======== Source information ========
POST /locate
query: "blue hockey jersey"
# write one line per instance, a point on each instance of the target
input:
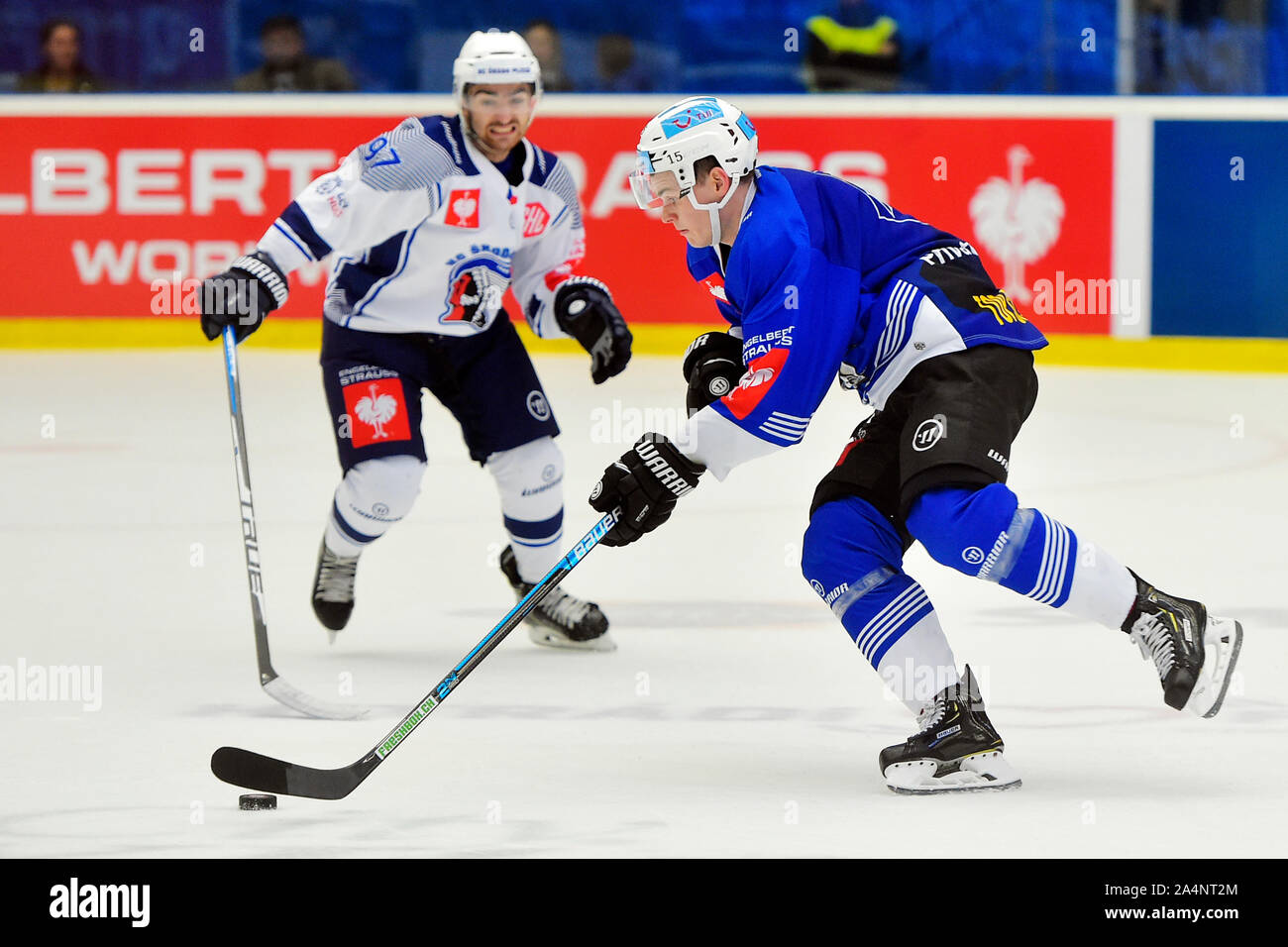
(823, 279)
========
Begin at the line containing "# write one" and extract every line through the end of the records, inclusive, exactly and only; omit pictures.

* _Answer_
# write one line per instance, a point on each instance of the target
input:
(823, 279)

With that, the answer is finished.